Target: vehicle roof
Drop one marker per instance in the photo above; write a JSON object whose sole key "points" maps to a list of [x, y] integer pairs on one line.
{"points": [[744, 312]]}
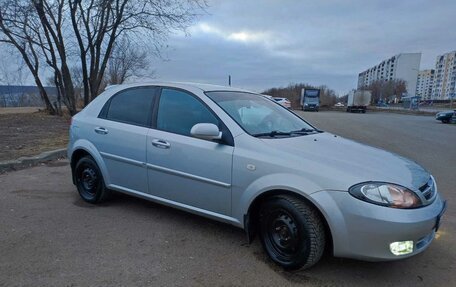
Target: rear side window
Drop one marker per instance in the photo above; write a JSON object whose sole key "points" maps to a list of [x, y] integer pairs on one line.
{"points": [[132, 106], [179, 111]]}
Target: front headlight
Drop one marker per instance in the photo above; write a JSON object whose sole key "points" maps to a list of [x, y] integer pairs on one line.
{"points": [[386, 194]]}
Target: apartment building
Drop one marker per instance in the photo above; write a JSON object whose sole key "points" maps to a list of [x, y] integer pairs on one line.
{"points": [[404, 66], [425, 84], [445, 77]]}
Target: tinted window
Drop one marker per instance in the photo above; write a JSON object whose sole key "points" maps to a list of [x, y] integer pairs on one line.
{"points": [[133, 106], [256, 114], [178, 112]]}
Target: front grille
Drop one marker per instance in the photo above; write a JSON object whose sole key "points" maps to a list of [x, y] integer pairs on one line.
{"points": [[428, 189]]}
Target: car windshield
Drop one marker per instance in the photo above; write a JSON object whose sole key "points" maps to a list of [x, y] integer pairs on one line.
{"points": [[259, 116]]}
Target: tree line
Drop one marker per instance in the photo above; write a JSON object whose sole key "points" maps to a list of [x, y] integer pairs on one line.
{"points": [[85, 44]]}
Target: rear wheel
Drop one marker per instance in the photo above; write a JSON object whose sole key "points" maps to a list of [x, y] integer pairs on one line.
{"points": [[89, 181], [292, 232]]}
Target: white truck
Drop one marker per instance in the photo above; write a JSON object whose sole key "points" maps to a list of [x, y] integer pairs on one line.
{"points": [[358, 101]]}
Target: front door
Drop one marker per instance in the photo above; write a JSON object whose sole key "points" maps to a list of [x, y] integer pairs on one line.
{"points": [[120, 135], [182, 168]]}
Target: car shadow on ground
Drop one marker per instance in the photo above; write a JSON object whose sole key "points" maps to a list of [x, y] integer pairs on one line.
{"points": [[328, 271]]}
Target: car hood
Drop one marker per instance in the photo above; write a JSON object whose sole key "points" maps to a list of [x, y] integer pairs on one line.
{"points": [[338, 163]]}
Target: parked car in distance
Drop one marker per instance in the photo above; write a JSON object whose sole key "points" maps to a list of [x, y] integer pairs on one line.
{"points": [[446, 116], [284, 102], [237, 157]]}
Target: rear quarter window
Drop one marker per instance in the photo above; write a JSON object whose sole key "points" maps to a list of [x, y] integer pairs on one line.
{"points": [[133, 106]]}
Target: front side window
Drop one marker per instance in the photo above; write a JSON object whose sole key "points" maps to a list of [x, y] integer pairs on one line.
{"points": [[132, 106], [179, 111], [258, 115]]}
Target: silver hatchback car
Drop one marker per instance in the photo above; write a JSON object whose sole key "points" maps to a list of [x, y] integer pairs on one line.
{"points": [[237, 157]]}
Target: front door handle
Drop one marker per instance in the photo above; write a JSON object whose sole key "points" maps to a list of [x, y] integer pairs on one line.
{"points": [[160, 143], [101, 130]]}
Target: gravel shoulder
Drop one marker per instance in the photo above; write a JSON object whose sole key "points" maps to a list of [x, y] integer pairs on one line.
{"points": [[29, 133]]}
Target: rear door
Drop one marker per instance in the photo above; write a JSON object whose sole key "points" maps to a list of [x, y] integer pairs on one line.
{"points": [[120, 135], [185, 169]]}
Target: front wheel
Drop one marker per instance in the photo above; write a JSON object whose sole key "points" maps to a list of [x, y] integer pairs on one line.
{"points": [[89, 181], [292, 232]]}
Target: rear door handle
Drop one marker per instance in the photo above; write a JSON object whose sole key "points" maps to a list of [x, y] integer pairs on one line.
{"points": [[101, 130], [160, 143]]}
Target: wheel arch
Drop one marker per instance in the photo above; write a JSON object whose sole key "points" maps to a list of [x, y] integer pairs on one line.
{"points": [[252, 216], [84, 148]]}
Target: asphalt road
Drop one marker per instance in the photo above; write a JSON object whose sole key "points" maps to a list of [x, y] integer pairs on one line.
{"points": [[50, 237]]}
# # # # # # #
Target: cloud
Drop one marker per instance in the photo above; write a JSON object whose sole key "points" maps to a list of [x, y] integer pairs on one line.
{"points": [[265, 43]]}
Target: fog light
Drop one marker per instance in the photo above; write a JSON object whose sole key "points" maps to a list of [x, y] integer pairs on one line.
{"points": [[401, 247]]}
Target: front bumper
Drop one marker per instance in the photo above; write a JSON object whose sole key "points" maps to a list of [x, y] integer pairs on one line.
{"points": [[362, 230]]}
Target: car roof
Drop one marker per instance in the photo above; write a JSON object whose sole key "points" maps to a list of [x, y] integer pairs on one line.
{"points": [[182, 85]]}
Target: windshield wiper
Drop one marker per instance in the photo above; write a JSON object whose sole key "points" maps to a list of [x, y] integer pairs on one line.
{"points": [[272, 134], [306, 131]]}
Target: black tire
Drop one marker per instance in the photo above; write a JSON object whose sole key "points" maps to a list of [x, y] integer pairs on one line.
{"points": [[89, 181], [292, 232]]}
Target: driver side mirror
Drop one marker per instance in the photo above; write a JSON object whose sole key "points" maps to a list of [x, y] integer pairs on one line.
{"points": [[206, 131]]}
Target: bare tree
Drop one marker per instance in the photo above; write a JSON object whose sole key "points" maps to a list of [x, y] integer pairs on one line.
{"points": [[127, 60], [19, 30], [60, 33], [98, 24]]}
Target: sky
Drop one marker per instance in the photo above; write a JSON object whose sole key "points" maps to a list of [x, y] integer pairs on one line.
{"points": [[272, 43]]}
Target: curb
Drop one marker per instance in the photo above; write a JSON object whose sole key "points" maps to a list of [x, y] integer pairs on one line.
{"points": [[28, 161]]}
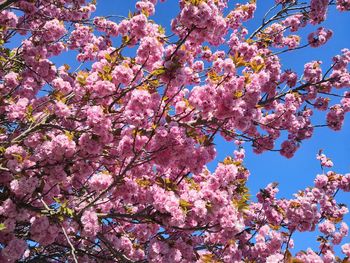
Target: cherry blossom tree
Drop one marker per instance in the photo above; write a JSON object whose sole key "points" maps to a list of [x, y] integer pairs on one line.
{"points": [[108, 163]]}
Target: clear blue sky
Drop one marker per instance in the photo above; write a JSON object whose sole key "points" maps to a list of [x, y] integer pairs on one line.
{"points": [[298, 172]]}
# # # # # # #
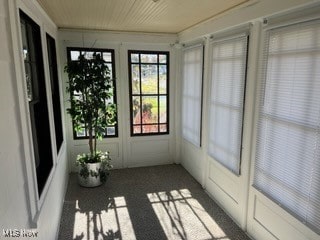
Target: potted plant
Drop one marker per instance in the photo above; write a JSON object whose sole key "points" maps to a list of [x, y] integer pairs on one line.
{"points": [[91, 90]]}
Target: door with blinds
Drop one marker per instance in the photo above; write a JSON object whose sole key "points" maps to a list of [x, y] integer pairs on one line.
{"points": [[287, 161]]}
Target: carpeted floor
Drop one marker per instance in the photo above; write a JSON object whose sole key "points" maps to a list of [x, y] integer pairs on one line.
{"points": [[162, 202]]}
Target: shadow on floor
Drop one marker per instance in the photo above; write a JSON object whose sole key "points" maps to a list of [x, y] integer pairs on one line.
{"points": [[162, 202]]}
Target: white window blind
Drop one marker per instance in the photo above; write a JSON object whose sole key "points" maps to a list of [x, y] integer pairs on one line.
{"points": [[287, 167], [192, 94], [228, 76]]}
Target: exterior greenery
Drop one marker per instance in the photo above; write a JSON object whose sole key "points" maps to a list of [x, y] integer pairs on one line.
# # # # # # #
Exercise task = List every line of the data above that contains the string "shadow", matching case exactly.

Answer to the problem =
Target: car shadow on ground
Target: shadow on floor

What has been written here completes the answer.